Reproduce the lines of the material word for word, from its very first line through the line containing "[[[52,81],[65,87],[92,92],[93,75],[52,67]]]", including both.

##### INPUT RECORDS #####

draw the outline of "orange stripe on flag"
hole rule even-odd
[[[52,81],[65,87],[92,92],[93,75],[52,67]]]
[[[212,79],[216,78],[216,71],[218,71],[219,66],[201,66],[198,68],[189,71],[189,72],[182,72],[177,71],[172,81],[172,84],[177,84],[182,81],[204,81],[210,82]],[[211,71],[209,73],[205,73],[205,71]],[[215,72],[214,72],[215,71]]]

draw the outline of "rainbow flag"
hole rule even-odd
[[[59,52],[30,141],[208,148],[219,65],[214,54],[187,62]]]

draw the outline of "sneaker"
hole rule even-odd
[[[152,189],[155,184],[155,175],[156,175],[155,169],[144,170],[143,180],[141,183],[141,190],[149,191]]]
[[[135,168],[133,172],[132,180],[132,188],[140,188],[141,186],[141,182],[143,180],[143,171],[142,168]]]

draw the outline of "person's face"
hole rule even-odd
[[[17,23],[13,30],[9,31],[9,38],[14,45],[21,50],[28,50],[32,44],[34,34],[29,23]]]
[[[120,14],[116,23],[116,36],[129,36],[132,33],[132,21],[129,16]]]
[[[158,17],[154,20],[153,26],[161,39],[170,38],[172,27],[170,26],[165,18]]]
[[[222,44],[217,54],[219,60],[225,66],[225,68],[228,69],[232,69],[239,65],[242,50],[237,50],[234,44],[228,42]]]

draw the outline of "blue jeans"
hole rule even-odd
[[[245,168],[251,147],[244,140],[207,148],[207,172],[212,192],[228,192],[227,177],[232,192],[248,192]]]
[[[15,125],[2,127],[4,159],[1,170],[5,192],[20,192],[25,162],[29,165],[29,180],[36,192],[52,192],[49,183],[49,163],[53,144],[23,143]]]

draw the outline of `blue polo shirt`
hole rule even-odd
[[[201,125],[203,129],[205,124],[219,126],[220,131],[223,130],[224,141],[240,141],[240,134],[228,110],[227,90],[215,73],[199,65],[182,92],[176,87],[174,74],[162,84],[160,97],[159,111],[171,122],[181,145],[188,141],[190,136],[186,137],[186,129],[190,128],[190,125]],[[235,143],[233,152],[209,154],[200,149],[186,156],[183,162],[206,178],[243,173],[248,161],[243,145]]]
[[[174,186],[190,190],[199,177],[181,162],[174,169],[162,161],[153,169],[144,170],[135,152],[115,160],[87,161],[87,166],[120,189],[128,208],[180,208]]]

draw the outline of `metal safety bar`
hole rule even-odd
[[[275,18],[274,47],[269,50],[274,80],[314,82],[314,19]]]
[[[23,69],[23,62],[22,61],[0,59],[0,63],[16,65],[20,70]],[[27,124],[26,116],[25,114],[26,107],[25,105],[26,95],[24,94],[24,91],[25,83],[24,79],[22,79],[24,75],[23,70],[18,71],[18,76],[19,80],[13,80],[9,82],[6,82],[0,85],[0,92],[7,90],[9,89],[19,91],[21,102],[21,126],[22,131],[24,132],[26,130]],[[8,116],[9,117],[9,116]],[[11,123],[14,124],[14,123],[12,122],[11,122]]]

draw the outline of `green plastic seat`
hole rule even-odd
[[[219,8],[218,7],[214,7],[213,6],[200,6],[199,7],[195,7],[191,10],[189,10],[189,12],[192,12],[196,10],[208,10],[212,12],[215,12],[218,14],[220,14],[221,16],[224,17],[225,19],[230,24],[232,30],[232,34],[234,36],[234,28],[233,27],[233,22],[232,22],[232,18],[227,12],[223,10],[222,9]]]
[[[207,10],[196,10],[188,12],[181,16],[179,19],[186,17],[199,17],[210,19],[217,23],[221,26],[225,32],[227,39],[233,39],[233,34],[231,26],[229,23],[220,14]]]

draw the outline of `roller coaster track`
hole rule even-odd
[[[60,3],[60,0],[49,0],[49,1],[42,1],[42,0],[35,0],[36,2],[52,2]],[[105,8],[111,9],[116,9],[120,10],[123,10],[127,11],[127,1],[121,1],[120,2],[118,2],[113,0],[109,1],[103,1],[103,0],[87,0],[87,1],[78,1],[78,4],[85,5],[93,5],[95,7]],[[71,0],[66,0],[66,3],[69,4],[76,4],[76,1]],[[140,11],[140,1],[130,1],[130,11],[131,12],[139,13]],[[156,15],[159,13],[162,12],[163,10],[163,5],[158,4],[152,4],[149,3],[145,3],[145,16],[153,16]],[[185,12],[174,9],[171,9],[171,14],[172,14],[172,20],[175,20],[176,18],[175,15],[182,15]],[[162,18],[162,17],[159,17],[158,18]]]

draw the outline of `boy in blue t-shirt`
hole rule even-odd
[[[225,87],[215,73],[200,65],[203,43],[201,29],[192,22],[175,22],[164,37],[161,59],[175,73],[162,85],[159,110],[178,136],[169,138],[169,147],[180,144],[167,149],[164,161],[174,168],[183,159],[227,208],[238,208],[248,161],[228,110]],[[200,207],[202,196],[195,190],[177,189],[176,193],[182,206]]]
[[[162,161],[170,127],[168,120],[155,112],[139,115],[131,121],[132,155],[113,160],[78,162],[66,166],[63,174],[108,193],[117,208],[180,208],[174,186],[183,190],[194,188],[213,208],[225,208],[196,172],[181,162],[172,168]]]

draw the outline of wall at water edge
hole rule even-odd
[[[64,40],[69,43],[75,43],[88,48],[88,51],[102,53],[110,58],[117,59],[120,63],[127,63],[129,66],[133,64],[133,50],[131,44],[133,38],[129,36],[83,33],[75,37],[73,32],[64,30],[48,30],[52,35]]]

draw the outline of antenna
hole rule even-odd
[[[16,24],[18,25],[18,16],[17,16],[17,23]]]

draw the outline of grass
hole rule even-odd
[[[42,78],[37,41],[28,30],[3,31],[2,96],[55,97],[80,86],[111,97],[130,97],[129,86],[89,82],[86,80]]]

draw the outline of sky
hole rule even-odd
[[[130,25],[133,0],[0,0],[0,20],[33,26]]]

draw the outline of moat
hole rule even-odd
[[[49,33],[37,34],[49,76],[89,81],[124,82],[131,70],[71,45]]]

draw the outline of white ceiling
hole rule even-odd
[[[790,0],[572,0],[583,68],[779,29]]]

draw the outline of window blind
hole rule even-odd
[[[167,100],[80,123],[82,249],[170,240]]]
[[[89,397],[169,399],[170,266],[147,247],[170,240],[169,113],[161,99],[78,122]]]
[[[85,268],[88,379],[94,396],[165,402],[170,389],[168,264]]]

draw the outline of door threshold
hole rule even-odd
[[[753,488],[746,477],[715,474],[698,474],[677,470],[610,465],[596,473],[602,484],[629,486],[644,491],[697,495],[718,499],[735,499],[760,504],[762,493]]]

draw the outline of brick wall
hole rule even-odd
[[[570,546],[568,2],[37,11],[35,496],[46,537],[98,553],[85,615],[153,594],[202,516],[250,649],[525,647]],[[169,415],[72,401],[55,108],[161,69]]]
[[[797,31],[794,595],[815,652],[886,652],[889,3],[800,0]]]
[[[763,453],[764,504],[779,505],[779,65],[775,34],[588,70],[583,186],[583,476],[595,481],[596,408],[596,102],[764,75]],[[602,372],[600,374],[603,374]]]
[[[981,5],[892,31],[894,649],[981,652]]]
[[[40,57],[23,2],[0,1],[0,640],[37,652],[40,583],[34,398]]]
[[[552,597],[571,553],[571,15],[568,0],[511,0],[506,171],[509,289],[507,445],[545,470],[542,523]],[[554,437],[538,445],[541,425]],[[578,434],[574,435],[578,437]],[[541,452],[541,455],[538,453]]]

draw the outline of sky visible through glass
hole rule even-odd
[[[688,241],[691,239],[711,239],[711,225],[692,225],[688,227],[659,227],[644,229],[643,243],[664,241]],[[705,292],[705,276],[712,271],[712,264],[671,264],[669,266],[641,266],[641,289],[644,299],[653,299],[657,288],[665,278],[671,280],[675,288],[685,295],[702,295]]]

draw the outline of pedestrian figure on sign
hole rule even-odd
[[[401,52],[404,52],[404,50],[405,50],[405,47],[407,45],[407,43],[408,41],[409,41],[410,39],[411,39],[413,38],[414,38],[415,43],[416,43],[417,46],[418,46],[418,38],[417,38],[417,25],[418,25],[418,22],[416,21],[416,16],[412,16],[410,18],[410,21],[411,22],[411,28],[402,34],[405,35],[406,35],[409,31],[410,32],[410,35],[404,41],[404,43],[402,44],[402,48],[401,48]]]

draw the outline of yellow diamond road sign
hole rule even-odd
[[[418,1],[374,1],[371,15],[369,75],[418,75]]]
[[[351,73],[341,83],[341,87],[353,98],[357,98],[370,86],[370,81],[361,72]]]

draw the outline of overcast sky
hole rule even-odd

#####

ANSWER TO THE PROBLEM -
draw the outline of "orange stripe on flag"
hole rule even-odd
[[[52,81],[65,87],[92,92],[93,75],[52,67]]]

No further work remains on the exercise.